Exercise: Reproduce, character for character, only the lines of the records below that run from the line containing "Where can the bird's head" up to and including the line containing "point(223, 125)".

## Start Extracted entries

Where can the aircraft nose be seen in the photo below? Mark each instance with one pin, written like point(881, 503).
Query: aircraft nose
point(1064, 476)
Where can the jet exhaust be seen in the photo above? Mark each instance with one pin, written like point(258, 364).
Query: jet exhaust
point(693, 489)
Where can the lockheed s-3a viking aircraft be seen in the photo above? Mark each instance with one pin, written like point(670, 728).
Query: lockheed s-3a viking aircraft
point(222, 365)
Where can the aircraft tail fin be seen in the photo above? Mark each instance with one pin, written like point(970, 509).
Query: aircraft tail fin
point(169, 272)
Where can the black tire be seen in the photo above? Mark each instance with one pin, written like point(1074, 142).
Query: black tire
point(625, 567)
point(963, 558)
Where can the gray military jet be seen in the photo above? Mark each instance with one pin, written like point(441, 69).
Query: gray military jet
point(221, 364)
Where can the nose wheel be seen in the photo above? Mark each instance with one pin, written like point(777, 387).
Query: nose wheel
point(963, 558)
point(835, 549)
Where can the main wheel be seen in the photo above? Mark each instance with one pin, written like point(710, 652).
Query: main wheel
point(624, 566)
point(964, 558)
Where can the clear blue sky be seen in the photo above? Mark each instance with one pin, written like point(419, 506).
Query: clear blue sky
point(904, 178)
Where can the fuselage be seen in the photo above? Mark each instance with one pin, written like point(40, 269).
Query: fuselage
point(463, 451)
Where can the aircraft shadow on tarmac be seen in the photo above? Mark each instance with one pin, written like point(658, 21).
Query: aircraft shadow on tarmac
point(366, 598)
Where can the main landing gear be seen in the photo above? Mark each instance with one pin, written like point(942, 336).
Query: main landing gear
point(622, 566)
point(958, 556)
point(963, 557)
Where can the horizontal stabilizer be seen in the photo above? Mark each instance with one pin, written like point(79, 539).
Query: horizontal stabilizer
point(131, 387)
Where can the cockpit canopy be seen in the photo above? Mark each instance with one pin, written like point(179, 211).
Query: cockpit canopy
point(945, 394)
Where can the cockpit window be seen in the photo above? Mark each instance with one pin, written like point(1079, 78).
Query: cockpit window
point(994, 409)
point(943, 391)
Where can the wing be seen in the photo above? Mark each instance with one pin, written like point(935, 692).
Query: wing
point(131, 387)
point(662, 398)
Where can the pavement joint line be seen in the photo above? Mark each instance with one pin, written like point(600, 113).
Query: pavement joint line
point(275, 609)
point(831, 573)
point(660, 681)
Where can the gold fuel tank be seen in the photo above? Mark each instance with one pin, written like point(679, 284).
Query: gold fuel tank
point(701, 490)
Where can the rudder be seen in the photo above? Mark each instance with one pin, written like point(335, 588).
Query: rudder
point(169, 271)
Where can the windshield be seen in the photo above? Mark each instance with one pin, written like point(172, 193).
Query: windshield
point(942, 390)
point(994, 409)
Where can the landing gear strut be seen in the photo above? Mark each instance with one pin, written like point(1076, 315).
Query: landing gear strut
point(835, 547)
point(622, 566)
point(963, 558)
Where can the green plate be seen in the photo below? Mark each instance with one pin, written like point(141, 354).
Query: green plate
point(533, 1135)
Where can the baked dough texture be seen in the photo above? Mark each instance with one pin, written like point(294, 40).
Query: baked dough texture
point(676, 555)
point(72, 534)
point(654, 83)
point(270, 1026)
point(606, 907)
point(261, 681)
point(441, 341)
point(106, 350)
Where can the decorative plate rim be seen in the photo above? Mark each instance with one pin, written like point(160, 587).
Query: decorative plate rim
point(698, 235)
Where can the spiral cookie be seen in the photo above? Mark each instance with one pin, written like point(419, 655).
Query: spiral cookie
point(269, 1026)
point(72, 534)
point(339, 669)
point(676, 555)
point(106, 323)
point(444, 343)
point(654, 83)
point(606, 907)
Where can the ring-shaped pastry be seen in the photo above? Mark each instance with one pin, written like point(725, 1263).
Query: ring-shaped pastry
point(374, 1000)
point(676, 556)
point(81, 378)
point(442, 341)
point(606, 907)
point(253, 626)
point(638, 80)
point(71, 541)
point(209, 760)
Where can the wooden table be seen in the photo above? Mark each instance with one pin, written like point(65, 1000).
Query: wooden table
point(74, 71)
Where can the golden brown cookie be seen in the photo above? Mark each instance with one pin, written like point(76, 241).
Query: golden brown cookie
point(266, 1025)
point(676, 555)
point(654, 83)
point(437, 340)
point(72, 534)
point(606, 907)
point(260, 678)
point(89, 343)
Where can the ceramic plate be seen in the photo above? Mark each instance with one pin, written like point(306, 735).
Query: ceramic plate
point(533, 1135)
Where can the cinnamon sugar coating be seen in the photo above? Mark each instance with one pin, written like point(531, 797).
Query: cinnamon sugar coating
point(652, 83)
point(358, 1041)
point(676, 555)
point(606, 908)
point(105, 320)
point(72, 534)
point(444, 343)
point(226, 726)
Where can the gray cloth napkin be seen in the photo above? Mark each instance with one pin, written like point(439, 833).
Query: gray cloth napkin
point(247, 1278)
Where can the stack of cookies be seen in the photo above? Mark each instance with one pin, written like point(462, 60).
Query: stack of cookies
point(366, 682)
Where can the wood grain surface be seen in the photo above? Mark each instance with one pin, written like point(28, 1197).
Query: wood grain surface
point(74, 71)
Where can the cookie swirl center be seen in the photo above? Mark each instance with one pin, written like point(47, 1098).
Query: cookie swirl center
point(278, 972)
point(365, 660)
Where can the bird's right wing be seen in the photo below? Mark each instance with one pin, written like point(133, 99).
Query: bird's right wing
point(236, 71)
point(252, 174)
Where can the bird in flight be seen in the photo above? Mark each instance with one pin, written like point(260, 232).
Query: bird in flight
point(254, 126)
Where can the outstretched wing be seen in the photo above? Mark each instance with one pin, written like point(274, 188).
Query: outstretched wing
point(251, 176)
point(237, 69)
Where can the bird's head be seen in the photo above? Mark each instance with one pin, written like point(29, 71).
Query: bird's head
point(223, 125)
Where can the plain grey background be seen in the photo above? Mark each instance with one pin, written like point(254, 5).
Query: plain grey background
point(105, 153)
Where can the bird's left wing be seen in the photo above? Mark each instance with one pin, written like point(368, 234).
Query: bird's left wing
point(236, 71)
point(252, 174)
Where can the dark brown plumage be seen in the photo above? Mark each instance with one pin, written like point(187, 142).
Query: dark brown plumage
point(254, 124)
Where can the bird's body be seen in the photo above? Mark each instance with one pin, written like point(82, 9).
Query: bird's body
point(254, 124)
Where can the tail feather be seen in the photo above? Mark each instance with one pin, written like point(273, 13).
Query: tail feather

## End Extracted entries

Answer in full:
Where can the bird's head be seen in the photo above? Mark each instance with one pin, written like point(29, 71).
Query: bird's head
point(223, 125)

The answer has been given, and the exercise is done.